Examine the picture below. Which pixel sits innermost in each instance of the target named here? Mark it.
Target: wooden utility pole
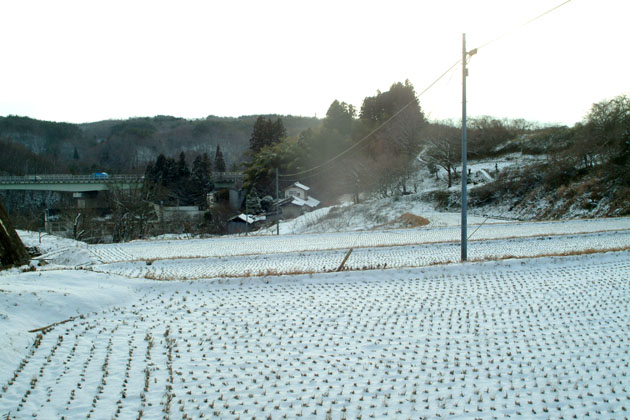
(464, 238)
(12, 250)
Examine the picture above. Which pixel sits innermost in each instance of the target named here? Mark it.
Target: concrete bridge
(87, 183)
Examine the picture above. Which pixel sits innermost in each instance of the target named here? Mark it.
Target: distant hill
(128, 145)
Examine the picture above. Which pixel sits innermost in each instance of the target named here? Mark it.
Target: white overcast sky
(82, 61)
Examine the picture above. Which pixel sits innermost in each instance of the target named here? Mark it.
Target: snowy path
(266, 263)
(533, 339)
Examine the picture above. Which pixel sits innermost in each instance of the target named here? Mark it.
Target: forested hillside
(123, 146)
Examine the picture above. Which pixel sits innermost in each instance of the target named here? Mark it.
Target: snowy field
(297, 254)
(545, 337)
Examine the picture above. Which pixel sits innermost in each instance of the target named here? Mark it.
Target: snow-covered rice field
(544, 338)
(256, 245)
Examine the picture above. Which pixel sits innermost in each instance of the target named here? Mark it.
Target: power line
(508, 33)
(367, 137)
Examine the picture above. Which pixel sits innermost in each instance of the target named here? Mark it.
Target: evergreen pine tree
(259, 135)
(219, 162)
(253, 202)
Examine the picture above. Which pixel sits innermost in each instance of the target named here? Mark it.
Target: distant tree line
(175, 183)
(371, 150)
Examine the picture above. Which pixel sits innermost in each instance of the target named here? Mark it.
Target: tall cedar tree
(219, 162)
(201, 179)
(266, 133)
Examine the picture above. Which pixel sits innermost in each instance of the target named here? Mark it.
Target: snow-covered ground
(532, 339)
(543, 337)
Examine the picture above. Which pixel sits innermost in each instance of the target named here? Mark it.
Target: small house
(245, 223)
(297, 201)
(297, 190)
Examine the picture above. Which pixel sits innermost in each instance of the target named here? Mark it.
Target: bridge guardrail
(29, 179)
(69, 179)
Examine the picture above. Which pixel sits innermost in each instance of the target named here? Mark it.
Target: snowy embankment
(291, 254)
(522, 338)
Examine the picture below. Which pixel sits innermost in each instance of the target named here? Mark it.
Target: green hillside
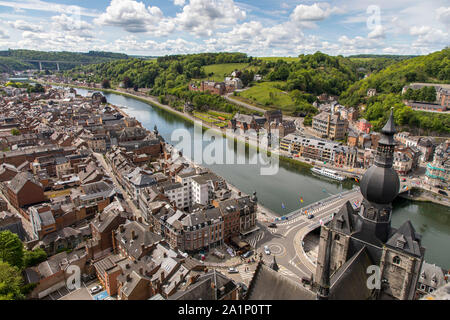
(389, 83)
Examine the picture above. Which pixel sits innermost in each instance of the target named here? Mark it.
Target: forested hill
(389, 83)
(434, 67)
(18, 60)
(162, 74)
(291, 85)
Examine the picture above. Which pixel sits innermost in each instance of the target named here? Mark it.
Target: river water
(282, 192)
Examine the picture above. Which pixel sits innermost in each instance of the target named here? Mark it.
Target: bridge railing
(308, 207)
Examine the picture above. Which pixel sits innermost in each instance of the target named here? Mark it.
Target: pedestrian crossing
(286, 272)
(253, 240)
(245, 272)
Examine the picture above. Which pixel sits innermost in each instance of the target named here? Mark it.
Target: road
(285, 241)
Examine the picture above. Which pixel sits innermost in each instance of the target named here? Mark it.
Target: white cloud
(203, 17)
(314, 12)
(443, 15)
(130, 15)
(419, 31)
(3, 35)
(377, 33)
(25, 26)
(39, 5)
(66, 23)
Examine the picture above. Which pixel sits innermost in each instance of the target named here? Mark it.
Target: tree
(11, 249)
(127, 83)
(106, 84)
(10, 282)
(33, 258)
(15, 132)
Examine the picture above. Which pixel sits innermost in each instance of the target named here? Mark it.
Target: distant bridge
(53, 61)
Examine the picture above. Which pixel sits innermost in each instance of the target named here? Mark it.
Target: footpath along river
(293, 182)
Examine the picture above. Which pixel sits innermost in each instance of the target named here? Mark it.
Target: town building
(357, 239)
(330, 126)
(431, 278)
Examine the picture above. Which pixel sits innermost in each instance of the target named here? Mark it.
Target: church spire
(386, 145)
(323, 292)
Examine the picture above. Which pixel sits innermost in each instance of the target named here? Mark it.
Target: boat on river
(328, 173)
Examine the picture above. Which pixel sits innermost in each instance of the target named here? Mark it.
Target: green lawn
(274, 59)
(265, 95)
(211, 117)
(220, 71)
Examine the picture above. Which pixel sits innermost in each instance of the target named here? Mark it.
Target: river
(293, 182)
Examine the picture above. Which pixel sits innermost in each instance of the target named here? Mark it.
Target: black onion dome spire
(380, 184)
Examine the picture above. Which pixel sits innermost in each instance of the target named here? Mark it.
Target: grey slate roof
(410, 238)
(350, 281)
(18, 182)
(281, 288)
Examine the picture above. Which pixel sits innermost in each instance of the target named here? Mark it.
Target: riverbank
(264, 214)
(153, 101)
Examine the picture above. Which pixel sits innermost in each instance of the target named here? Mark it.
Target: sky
(260, 28)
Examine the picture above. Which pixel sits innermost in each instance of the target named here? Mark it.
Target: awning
(256, 228)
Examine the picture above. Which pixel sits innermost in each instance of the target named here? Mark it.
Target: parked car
(233, 270)
(96, 289)
(242, 286)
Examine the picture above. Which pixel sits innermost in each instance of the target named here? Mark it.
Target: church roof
(342, 220)
(409, 239)
(350, 281)
(389, 127)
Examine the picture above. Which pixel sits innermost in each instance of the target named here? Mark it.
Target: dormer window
(401, 241)
(340, 222)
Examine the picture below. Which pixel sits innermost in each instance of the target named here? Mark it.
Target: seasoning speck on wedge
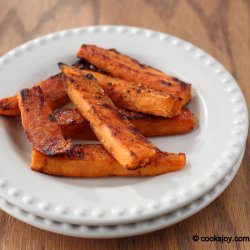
(39, 123)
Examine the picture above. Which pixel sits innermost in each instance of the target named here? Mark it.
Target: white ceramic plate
(212, 149)
(125, 229)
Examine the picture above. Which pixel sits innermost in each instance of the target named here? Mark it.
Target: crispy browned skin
(95, 161)
(39, 124)
(124, 67)
(52, 89)
(128, 95)
(73, 124)
(116, 133)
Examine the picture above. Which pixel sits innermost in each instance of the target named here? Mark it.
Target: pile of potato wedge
(118, 101)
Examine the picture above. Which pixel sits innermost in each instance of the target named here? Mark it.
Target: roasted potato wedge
(128, 95)
(73, 124)
(39, 124)
(52, 89)
(116, 133)
(95, 161)
(122, 66)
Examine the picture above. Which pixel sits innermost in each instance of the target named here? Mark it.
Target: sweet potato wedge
(73, 124)
(128, 95)
(95, 161)
(115, 132)
(52, 89)
(39, 124)
(122, 66)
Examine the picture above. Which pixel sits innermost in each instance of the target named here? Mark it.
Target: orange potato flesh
(122, 66)
(115, 132)
(52, 89)
(73, 124)
(95, 161)
(131, 96)
(39, 123)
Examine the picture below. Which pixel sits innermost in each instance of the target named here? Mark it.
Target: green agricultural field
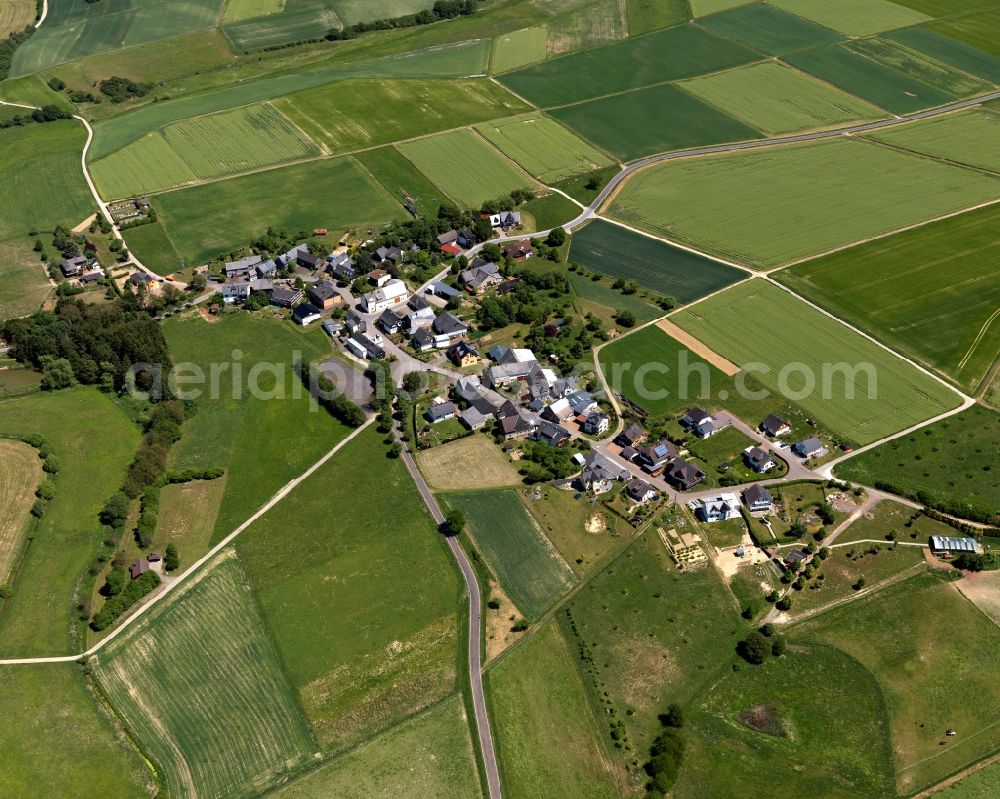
(889, 396)
(548, 739)
(290, 434)
(759, 732)
(769, 29)
(42, 179)
(875, 82)
(662, 118)
(391, 648)
(655, 265)
(681, 52)
(37, 619)
(519, 48)
(192, 677)
(775, 99)
(206, 147)
(340, 117)
(426, 757)
(523, 560)
(205, 221)
(545, 148)
(854, 17)
(952, 464)
(55, 739)
(780, 204)
(916, 674)
(931, 292)
(465, 167)
(970, 137)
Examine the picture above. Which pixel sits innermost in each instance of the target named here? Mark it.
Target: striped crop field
(465, 167)
(759, 323)
(205, 147)
(544, 148)
(201, 686)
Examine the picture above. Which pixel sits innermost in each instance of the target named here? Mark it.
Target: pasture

AIM
Quote the listing above in full, except for the pictures.

WRITTEN ANSWER
Examine the picture below. Which pixel sits innermost in each instance of the target named here? Mark it.
Target: wooden utility pole
(464, 238)
(12, 250)
Examine the picture above. Which pixel sits innermost in each instance of the target named here? Mark it.
Target: concrete bridge
(87, 183)
Examine the picture above. Which pixel sits innermost in each instance of the target named here? Mark it.
Target: distant hill
(128, 145)
Examine the picture above. Which pixel sits innermost in each instance of the target named here? Mark it.
Target: white overcast sky
(82, 61)
Examine the picture above. Which pixel sits innermost in each instance of the target named here? Mark it.
Target: snowy path
(266, 263)
(533, 339)
Examine the picture above. Which pixel sits innermost in each instance of the target named here? Mark it.
Target: forested hillside
(123, 146)
Examine the picture above. Which pixel sits innermost in each instance of the target named here? Mark it.
Target: snowy field
(297, 254)
(545, 337)
Examine the picture above. Which pixel sits innermost in each instance of the target named here? Mark it.
Target: snow-covered rice field
(544, 338)
(256, 245)
Examine the picture above. Which pixel sits innermost in each instance of the target named here? Mark it.
Target: power line
(508, 33)
(367, 137)
Examine the picture above. Which pixel sits innermost in each instance of the target named here? Mark it.
Target: evergreen pine tree
(259, 135)
(219, 162)
(253, 202)
Examine the picture above. Which pixel sits innermost in each instance of the target named here? Mark it.
Target: distant tree line
(175, 183)
(371, 150)
Examine the picture above. Which pixel sits innermost in each instance of the target named here? Mark it.
Target: tall cedar tree
(219, 162)
(201, 179)
(266, 133)
Examine the picture above. Which pixel sits innermost in each instance of the target named here? Mark it.
Target: snow-covered ground
(532, 339)
(543, 337)
Examine the picture above. Which pixel sits innermost in each instance of the target named here? Mark it.
Target: small house
(245, 223)
(297, 201)
(297, 190)
Examine the picture above. Which pixel sits innermost in each instance of the target named here? Mark it.
Target: bridge guardrail
(29, 179)
(69, 179)
Examine the picture above. Which pixel sits innermost in each instance of the target named here? Mark it.
Target: snowy embankment
(291, 254)
(522, 338)
Examine the picture below. Which pixel sits innermost in each instance of the target named here? Mark it.
Target: green hillside
(389, 83)
Examine the picture above. Which pixel sits innermost in each instance of the target named here? Mark it.
Target: forested hill
(389, 83)
(434, 67)
(18, 60)
(162, 74)
(291, 85)
Examine the picture above. Which pixel sits innermost in each instance of the target named here? Mark it.
Target: river water
(282, 192)
Examine the picture above. Which pixel sits innermost in each instance of the target named here? Mark it.
Target: bridge railing
(308, 207)
Examine the picture above. Which pixel sits innermost in each instance of the target named here? Mark it.
Target: pedestrian crossing
(286, 272)
(253, 240)
(245, 272)
Examine the picture above. Which pixel sits innermost in each instance of the target named here? Mark it.
Target: road
(285, 241)
Examine the picture above. Which pixel sits innermost in each instance of the target named here? Mark it.
Target: white cloud
(203, 17)
(314, 12)
(443, 15)
(130, 15)
(419, 31)
(3, 35)
(377, 33)
(25, 26)
(39, 5)
(66, 23)
Examine the picture above. Which pixel sits innermost in each instance of the target named here? Mark it.
Target: tree
(11, 249)
(127, 83)
(106, 84)
(10, 282)
(33, 258)
(15, 132)
Examine the picture above. Which pixel sits innermost in each instance of the target named here? Mark it.
Target: distant bridge
(53, 61)
Examine the picture above. Which pixel sits innermost in each instance of the target named here? Mark it.
Target: footpath along river
(293, 182)
Examine the picture above. Which pixel sits innermost in each instance of the target named here? Mark it.
Target: town building
(357, 239)
(330, 126)
(431, 278)
Examine the picture above. Which pixel sits innermost in each instance of the target named here? Mark it.
Target: church spire
(386, 145)
(323, 292)
Examine the picture above. Which pixel sits innermost in each instance of the target named here? Mark it.
Target: boat on river
(328, 173)
Examine the picture above. Which pixel sits innermost in each instance of the target named here? Mark it.
Target: green lawn
(274, 59)
(265, 95)
(211, 117)
(220, 71)
Examine the picture above. Which pixel sits innermost in each instance of the target named here? Mark it.
Target: river
(293, 182)
Examine the picture above. Which pixel sits innermost in each instance of the target named here? Mark it.
Target: black onion dome spire
(380, 184)
Examine the picture above. Which pixel sits innermost in each instance of the target named here? Mark it.
Target: grey slate roof
(410, 238)
(350, 281)
(18, 182)
(281, 288)
Examine the picture above. Which pixel sits innermost in each instance of the target named here? Mark it.
Target: riverbank
(264, 214)
(153, 101)
Examine the picture above. Which pixel sits innermost in each instance of the target named here? Mark it.
Target: sky
(260, 28)
Examine the picture above. Which pixel sits innermost in each instance of the target named here? Mark it.
Target: awning
(256, 228)
Examine the picture above. Which pixel sits innermost in each instance of the target named here? Mark it.
Target: parked car
(233, 270)
(96, 289)
(242, 286)
Examine the picture above. Which pixel sits innermost in each instance of the target named here? Mark it.
Target: church roof
(342, 220)
(409, 239)
(350, 281)
(389, 127)
Examine the picture above. Which pixel sits innermost in each instance of the target named here? Mark it.
Target: dormer window
(401, 241)
(340, 222)
Examine the picture below. Which pixel sits innermost in each instance of the target named here? Mark it.
Target: seasoning speck on wedge
(39, 123)
Examine the picture above. Which pixel sits innermost in each instance of the target named here? Mark it.
Target: white ceramic plate
(212, 149)
(125, 229)
Examine the picture above. Which pixel sits innermost in each instance of the target named here? Mark it.
Target: crispy browned skin
(95, 161)
(39, 124)
(124, 67)
(52, 89)
(128, 95)
(73, 124)
(116, 133)
Examine the picture above. Which pixel sits innermost in each instance of the target named here? Mark it.
Target: pile of potato wedge
(118, 101)
Examine the picture above. Which pixel sits innermost in each instance of the target named here? Mark it.
Target: roasted potato wedge
(128, 95)
(73, 124)
(39, 124)
(52, 89)
(116, 133)
(95, 161)
(122, 66)
Examine the picture above. Which pixel sits innermost in each instance of the target named here? Mark it.
Target: sweet potato wedge
(73, 124)
(128, 95)
(95, 161)
(115, 132)
(52, 89)
(39, 124)
(122, 66)
Examine the picture above. Which pixel sits innermost in each instance of the target named here? Mark it.
Target: orange potato flesh
(122, 66)
(115, 132)
(52, 89)
(73, 124)
(95, 161)
(131, 96)
(39, 123)
Examine the picture below. Which pixel sits innermost in each instance of the target named here? Mark it.
Target: green agricultural field
(889, 396)
(548, 739)
(290, 434)
(759, 732)
(769, 29)
(42, 179)
(875, 82)
(662, 118)
(391, 648)
(655, 265)
(681, 52)
(37, 619)
(519, 48)
(192, 677)
(775, 99)
(206, 147)
(340, 117)
(426, 757)
(523, 560)
(205, 221)
(545, 148)
(854, 17)
(952, 464)
(55, 739)
(780, 204)
(916, 674)
(931, 292)
(465, 167)
(970, 137)
Examine the picture above. Which pixel sits innermost in each instance of the target named here? Mark it.
Target: striped crop field
(465, 167)
(759, 323)
(205, 147)
(544, 148)
(201, 686)
Examine the picture above. Which pixel sits innermost in each instance of the target named here? Mark it.
Target: pasture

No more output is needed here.